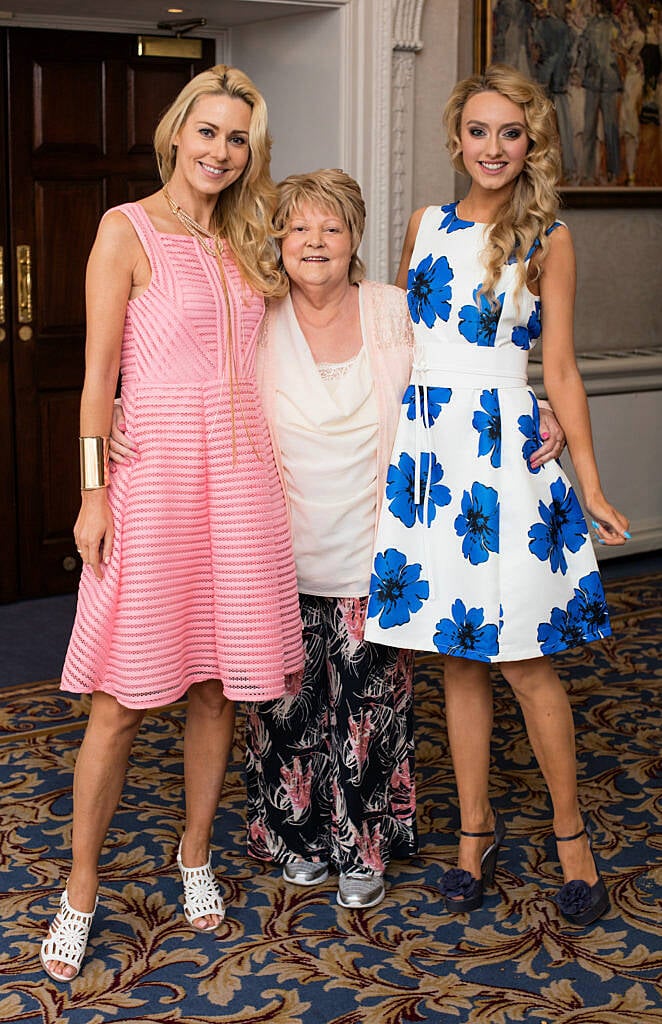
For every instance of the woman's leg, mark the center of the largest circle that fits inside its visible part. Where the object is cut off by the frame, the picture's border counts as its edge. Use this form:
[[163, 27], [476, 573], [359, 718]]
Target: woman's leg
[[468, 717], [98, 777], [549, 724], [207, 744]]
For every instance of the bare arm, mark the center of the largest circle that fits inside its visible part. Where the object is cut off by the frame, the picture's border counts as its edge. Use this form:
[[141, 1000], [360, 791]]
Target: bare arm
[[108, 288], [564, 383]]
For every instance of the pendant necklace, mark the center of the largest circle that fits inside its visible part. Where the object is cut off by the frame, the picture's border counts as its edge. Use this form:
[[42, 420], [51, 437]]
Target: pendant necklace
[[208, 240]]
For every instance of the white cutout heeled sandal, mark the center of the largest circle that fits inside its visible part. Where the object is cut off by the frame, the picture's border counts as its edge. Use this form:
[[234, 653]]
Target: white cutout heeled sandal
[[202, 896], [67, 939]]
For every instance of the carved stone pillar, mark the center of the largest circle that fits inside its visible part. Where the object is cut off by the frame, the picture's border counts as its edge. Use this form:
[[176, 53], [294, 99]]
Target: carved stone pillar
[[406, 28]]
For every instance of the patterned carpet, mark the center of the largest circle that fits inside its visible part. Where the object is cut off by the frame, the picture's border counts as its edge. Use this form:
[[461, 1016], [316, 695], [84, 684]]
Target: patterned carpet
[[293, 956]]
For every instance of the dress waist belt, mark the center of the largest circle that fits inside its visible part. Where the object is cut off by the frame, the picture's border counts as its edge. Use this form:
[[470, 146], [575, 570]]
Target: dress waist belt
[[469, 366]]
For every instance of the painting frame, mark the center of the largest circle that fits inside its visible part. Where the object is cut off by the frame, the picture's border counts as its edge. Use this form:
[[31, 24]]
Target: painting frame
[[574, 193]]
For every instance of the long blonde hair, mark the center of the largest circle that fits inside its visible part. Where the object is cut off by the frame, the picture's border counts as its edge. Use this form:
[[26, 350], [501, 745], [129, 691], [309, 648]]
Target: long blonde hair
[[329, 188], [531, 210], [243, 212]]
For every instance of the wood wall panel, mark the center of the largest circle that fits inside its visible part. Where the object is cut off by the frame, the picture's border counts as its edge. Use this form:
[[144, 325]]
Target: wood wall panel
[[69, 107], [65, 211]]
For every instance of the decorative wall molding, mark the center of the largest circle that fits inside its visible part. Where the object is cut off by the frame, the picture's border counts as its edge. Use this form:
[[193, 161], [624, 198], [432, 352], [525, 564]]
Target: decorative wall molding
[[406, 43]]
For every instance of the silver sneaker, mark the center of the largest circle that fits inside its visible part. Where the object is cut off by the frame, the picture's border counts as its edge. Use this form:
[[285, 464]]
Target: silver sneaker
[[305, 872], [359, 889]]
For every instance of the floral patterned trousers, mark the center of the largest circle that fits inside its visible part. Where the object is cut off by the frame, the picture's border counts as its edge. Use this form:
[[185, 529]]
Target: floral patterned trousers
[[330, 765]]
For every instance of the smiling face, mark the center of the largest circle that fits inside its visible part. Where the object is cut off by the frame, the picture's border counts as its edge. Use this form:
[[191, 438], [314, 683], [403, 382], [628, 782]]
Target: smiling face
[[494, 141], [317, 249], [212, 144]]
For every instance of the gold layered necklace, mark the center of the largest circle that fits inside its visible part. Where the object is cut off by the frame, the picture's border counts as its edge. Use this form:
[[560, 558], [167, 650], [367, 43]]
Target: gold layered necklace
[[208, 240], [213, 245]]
# # # #
What you are asked to do
Return the listing verbatim; pictures are not part of the copy.

Answer to this exercise
For every instance of the woman's leg, mark the center of the largest circle that fits inside its visible part. Where the object is cut off by the frame, the picture's border counts as its edge. Use this form:
[[163, 27], [476, 573], [359, 718]]
Target: woman's leg
[[468, 717], [98, 777], [549, 724], [207, 744]]
For every instance of the bare arm, mark the center of the largest circle that fits inside its visible part. Where the object is cut off by the frame, the picture's border counts as its edge. Use this form:
[[141, 1000], [360, 791]]
Target: bare arm
[[108, 288], [564, 383]]
For every instance of the pendant necklace, mark the center of the largest circle that fits inside its visible part. Where the object is cut off by the frame, the picture's border counts as its edge. Use this form:
[[42, 420], [51, 437]]
Target: pendant necklace
[[208, 240]]
For every instance of the white cutout heeled sandal, mark the center of the largest circle that fits inside its visible part. Where the object is cut off by the frame, the picture's border counts as its edge. Use this form:
[[234, 653]]
Target: white cutout heeled sandal
[[202, 896], [67, 939]]
For every instance of the carved stone pillar, mark the center of the largest circle that fits inside its visible part. Where the object is cut off by the frame, the picture's border counts as its edge. Use this form:
[[176, 53], [294, 99]]
Target: carved stone pillar
[[406, 28]]
For every instance of the patterned carpet, mark the center of the largest circle that fits inside its visible part. Where the object is cut off by the frame, the picture's border counts as its edge. Use this form:
[[461, 1016], [316, 695], [84, 684]]
Target: patterned carpet
[[293, 956]]
For every instance of the dress waist belt, mark the center of the largest circle that fits inside its visible part. Where the object is cut off by the frame, the picture's border counts as its edge. Use this form:
[[470, 146], [575, 570]]
Target: dress waist belt
[[469, 366]]
For every instance of the painting frame, mark the center of the largest circle that fits inside its visible part. Where the object is cut off by the frame, the picture's border counts as its edge. Use this form:
[[31, 24]]
Target: painting frame
[[574, 193]]
For every instance of the long blonde hair, mark the center of the largest circle that fits inside its visible part. Where the object is cut off by the frame, the picture's border counts as its edge. Use this form:
[[26, 350], [501, 745], [129, 691], [309, 648]]
Target: long blonde hair
[[329, 188], [531, 210], [243, 212]]
For every instance of the wood wall panel, mark the center of the largest circle that fits inside its visible part. Where the object is cut off by the frame, the picture's border counts as its edge. Use this form:
[[144, 325]]
Target: wood wall panel
[[69, 107], [65, 211]]
For every instance of the decorative wall molding, mark the center of the largest circle that fits inside its visible part. Where the object is cut off by the frame, the picture's border counts as its edge. Use this form:
[[193, 161], [624, 198], [432, 352], [525, 564]]
Target: decorative wall molding
[[406, 43]]
For every instance of the silver sneaker, mark the center of the largest circle that fits inside its visible part. Where the object is cut off by the frame, the picture's border counts as its edge. Use this form:
[[285, 464]]
Target: silver sneaker
[[305, 872], [359, 889]]
For every instance of the floral patterned trousers, mark the center of the largest circle that fits inside its visible part. Where the object is cut off by the frame, the picture's border counts as its edge. Use this form:
[[185, 529]]
Target: floral patterned trousers
[[330, 765]]
For every instance of the smiling face, mark the center of the largest circle that fits inside its visible part. Where the object is cut off by the frame, the picture's border counts as its edge. Use this form:
[[191, 438], [314, 683], [403, 382], [628, 782]]
Target: smiling face
[[494, 141], [317, 249], [212, 144]]
For every instance of the gold layered necklace, mark the center of the largest circle that fits inside its visible part. Where the object is cut off by the frame, the picture's border counts as its edge. Use this form:
[[560, 558], [167, 650], [367, 43]]
Target: gold layered necklace
[[208, 240], [213, 245]]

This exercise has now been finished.